● **WHAT IS REQUIRED**
Swap every "bounding box" in the records below for "bounding rectangle" and reproduce the records with everything else left as it is.

● **MATERIALS PROVIDED**
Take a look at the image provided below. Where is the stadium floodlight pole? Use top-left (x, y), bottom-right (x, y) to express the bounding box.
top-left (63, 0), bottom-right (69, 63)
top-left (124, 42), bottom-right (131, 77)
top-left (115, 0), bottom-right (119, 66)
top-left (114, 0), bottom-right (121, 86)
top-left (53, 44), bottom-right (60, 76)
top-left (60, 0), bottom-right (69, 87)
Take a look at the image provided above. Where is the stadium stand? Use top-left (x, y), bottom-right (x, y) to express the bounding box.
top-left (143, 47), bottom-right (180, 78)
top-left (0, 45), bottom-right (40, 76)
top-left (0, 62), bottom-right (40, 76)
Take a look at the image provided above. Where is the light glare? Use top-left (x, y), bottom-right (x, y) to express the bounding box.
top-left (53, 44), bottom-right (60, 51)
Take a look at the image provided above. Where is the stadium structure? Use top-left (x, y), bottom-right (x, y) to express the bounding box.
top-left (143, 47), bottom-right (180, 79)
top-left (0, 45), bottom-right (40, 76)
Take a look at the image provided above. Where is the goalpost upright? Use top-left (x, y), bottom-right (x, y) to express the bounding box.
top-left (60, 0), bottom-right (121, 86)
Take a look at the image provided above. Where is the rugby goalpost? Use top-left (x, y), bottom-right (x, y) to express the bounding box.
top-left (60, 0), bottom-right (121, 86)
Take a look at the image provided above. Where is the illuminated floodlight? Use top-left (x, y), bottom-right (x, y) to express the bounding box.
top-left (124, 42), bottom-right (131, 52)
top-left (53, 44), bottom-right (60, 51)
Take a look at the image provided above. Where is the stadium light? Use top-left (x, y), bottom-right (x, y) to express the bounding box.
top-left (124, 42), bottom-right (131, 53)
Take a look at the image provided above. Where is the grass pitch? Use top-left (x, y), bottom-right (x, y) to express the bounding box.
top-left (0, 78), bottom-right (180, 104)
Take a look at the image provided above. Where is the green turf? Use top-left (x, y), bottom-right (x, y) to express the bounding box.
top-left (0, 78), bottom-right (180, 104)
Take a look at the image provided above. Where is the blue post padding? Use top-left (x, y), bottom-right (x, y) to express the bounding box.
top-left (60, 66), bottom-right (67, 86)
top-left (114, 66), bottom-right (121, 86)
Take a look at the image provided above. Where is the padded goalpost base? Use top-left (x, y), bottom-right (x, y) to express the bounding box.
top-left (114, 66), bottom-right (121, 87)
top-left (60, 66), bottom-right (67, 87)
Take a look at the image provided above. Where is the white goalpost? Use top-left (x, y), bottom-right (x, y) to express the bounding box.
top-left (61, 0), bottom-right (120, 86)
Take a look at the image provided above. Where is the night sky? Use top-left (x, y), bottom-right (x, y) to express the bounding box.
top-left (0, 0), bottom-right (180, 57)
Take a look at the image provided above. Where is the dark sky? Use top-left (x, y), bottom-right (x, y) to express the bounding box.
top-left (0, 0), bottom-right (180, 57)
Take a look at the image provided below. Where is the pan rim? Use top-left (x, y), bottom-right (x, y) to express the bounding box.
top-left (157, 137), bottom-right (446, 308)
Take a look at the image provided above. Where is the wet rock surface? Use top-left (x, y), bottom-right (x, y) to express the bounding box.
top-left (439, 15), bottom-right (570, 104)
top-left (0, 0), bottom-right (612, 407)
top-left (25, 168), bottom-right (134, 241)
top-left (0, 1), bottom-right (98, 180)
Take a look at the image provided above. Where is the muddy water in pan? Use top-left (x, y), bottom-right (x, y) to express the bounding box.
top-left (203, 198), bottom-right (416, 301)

● **EXERCISE RESPONSE**
Take a look at the image provided below. Where is the stadium floodlight pole? Use top-left (x, y), bottom-right (x, y) to express the bounding rectangle.
top-left (63, 0), bottom-right (69, 63)
top-left (124, 42), bottom-right (131, 77)
top-left (115, 0), bottom-right (119, 66)
top-left (114, 0), bottom-right (121, 86)
top-left (53, 44), bottom-right (60, 76)
top-left (60, 0), bottom-right (69, 87)
Take a look at the image provided above. Where is the stadium stand? Use top-left (x, y), bottom-right (x, y) to express the bounding rectangle.
top-left (143, 47), bottom-right (180, 78)
top-left (0, 45), bottom-right (40, 76)
top-left (0, 62), bottom-right (40, 76)
Take a look at the image provided above. Where is the light glare? Use top-left (x, y), bottom-right (x, y) to express the bounding rectangle.
top-left (53, 44), bottom-right (60, 51)
Take a look at the image provided above. Where is the stadium structure? Use top-left (x, y), bottom-right (x, y) to express the bounding rectangle.
top-left (143, 47), bottom-right (180, 79)
top-left (0, 45), bottom-right (40, 76)
Take a look at the image provided above. Where is the goalpost upright? Use top-left (x, y), bottom-right (x, y) to express the bounding rectangle.
top-left (60, 0), bottom-right (121, 86)
Take a look at the image provided above. Where is the rugby goalpost? Use top-left (x, y), bottom-right (x, y) to express the bounding rectangle.
top-left (60, 0), bottom-right (121, 86)
Take a look at the image provided above. Where is the illuminated floodlight? Use top-left (x, y), bottom-right (x, y) to express the bounding rectangle.
top-left (124, 42), bottom-right (131, 52)
top-left (53, 44), bottom-right (60, 51)
Take a look at the image provided above. Where is the stadium light? Use top-left (x, y), bottom-right (x, y) to express the bounding rectangle.
top-left (124, 42), bottom-right (131, 53)
Take a look at the image provided above. Where is the grass pitch? Use top-left (x, y), bottom-right (x, y) to express the bounding rectangle.
top-left (0, 78), bottom-right (180, 104)
Take a look at the image provided above. Where is the green turf? Use top-left (x, y), bottom-right (x, y) to express the bounding rectangle.
top-left (0, 78), bottom-right (180, 104)
Take a look at the image provided above. Where is the blue post padding? Use top-left (x, y), bottom-right (x, y) to express the bounding rectangle.
top-left (60, 66), bottom-right (67, 86)
top-left (114, 66), bottom-right (121, 86)
Take a look at the image provided above. Where is the padded goalpost base? Use top-left (x, y), bottom-right (x, y) to express the bounding rectangle.
top-left (114, 66), bottom-right (121, 87)
top-left (60, 66), bottom-right (67, 87)
Take a look at the image provided above. Where is the white goalpost? Use top-left (x, y), bottom-right (x, y) to express the bounding rectangle.
top-left (61, 0), bottom-right (120, 86)
Take a look at the image provided above. Where is the night sky? Use top-left (x, y), bottom-right (x, y) to express the bounding rectangle.
top-left (0, 0), bottom-right (180, 57)
Take a look at the image provided above. Where is the dark sky? Use top-left (x, y), bottom-right (x, y) to express the bounding rectangle.
top-left (0, 0), bottom-right (180, 57)
Take a look at the image provided below. Where is the pan rim? Use top-left (x, y), bottom-right (x, y) to express the bounding rectangle.
top-left (157, 137), bottom-right (446, 308)
Take a look at the image provided above. Where is the wet rock surface? Use top-left (x, y), bottom-right (x, y) to express the bounding rectangle.
top-left (439, 15), bottom-right (570, 104)
top-left (0, 0), bottom-right (612, 407)
top-left (25, 168), bottom-right (134, 241)
top-left (0, 1), bottom-right (98, 180)
Take a look at the image provided above. Where is the muddy water in pan? Use top-left (x, y), bottom-right (x, y) to express the bounding rectangle.
top-left (203, 198), bottom-right (416, 301)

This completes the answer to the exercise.